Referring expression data
= = = = =

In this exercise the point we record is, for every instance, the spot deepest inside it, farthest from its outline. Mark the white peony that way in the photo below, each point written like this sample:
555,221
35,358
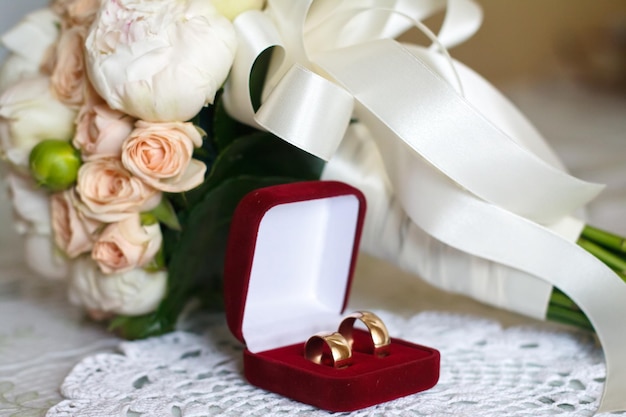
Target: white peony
131,293
30,114
159,61
29,44
44,258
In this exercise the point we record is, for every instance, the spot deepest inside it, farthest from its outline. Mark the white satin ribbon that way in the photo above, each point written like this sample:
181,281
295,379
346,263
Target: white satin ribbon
469,171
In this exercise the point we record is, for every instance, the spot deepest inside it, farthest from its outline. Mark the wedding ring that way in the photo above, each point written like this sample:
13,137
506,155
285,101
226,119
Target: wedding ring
379,336
330,349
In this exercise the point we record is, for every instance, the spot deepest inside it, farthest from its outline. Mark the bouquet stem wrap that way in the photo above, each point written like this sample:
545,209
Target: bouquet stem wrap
463,190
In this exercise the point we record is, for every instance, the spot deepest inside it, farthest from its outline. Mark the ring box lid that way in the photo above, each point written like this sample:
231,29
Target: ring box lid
289,263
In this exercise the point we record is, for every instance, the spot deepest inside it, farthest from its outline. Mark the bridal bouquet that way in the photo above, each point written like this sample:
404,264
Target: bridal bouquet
131,129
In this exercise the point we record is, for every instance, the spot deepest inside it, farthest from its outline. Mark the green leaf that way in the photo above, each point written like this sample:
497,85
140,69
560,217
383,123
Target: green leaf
261,155
225,129
166,214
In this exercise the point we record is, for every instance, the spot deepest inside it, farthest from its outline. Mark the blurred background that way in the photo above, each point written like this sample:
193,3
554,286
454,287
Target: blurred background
519,39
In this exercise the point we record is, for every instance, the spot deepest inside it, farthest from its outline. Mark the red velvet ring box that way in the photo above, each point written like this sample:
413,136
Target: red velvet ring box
290,259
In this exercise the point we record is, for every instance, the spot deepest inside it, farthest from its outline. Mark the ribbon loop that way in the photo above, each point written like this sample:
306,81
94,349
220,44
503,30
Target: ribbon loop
317,124
463,166
451,134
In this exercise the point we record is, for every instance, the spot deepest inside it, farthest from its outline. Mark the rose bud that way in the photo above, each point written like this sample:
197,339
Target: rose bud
54,164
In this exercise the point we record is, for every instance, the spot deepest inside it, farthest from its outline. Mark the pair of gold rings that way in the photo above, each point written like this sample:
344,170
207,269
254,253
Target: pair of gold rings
335,348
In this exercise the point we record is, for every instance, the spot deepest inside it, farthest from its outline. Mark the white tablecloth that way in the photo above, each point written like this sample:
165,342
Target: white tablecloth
490,365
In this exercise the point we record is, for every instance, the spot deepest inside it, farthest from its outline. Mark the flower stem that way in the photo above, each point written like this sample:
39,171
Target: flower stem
611,259
608,248
604,238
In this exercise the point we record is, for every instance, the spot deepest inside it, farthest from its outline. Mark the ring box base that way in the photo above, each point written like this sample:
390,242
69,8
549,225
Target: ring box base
370,380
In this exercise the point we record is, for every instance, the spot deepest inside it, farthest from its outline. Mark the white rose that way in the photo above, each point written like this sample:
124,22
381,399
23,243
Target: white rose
43,257
29,114
16,68
233,8
159,61
131,293
31,205
29,43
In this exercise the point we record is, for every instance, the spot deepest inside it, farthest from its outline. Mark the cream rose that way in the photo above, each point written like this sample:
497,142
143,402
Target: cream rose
68,79
161,155
126,245
29,44
76,12
159,60
110,193
31,205
29,114
100,131
74,233
233,8
131,293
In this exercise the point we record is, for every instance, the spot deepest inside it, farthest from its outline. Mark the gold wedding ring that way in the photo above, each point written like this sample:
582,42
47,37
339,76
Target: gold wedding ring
379,336
330,349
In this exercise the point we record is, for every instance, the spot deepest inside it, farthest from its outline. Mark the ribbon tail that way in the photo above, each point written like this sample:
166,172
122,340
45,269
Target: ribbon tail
391,235
422,110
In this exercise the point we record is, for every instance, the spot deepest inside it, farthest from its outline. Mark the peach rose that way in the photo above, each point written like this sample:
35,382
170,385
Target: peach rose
126,245
74,233
68,76
100,131
131,293
110,193
161,155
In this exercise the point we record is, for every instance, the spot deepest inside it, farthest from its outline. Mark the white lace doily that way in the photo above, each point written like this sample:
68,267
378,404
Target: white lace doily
485,371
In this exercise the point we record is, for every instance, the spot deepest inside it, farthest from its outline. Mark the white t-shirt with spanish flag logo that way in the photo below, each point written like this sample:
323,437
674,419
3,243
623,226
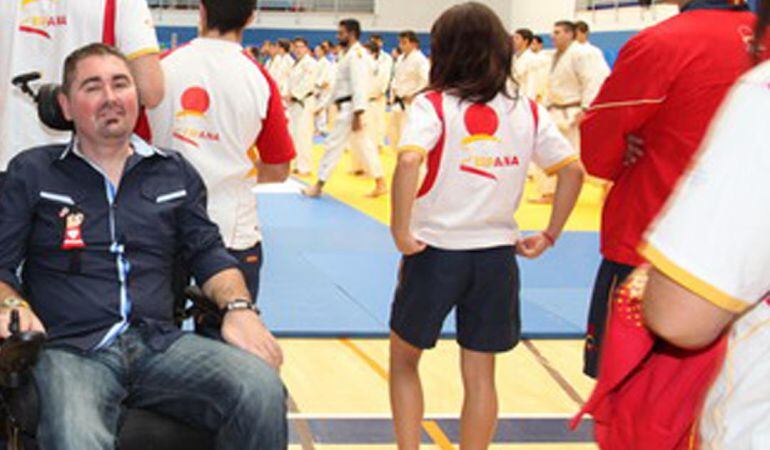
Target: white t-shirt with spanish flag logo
37,35
219,104
477,159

= = = = =

→ **Your objective**
Pull out all lines of the data with the string "below".

→ **Expected answer**
In this exercise the point we record is, for every instance, the spot deepest inside it, farthest from its outline. Mark the white peony that way in the photo below, each point written like this sample:
In this exercise the point we record is, for every instance, the spot deepest inside it, farthest from its outline. Mark the white t-shirt with spanish flag logo that way in the photo below, each point written like this sample:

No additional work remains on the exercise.